Activity:
Exactly as written, transcribe the lines that run from the one containing "Target: number 22 jersey" to the end of the records below.

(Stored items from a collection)
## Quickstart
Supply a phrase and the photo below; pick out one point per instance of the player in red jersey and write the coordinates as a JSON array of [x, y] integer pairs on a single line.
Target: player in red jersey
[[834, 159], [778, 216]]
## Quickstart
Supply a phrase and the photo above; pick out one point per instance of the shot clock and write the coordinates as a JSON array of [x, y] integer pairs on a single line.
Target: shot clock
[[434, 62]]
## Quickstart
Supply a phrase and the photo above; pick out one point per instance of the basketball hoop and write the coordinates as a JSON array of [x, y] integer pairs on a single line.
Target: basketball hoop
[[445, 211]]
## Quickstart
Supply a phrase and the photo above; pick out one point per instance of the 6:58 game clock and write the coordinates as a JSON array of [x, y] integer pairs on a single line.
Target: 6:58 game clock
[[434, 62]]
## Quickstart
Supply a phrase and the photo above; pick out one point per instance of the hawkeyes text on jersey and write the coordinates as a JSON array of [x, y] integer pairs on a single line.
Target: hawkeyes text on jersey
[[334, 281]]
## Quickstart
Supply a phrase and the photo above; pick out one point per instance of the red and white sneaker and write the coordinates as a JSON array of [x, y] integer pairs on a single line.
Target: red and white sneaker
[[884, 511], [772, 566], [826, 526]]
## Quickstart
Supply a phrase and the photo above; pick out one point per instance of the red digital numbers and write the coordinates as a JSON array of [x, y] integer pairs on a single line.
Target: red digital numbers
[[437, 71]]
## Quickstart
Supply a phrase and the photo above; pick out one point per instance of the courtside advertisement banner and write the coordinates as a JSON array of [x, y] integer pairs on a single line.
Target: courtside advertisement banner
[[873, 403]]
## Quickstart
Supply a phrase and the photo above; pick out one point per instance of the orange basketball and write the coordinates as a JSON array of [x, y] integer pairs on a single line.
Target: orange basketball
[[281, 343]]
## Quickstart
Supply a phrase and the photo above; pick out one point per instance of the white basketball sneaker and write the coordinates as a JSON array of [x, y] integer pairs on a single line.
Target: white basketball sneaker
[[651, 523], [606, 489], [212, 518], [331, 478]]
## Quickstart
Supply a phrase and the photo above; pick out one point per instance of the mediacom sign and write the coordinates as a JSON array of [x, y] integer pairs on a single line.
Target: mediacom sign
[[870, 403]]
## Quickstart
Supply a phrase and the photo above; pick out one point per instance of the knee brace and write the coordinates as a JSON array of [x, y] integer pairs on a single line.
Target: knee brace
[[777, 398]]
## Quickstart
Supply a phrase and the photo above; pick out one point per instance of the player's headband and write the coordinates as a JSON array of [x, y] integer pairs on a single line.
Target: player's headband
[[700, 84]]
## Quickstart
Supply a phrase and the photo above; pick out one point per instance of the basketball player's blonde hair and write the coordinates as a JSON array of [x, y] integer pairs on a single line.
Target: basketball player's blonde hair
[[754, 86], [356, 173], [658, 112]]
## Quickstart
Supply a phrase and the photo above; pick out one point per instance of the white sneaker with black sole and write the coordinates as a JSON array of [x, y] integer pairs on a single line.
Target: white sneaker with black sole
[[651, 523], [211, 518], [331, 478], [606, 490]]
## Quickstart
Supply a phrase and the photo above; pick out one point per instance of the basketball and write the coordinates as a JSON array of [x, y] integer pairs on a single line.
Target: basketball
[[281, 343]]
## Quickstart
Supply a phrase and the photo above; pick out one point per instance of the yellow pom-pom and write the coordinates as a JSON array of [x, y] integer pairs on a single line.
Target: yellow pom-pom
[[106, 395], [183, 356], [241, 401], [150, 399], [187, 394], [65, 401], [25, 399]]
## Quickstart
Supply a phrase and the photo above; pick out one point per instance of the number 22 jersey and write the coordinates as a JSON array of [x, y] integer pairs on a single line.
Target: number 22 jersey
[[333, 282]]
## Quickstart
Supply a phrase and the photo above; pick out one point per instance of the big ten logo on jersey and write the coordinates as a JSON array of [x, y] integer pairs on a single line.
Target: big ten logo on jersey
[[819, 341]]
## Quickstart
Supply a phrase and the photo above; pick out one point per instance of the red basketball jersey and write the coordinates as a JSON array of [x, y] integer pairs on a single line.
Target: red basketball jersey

Task solution:
Target: number 22 jersey
[[333, 282]]
## Quickstart
Supply a phrase and the photo above; pick out one point per instance of the big ten logo on jersey and write the coordinates as a JSON array of [x, y] integer pairs on a single line.
Target: big ten logo on jersey
[[819, 341]]
## Quickstart
Supply a phrase and the photo above; pick out one point per instance of the red basketball jersey and write the coordinates as a JSON array of [x, y] integer pairs on a single line.
Target: red basketball jersey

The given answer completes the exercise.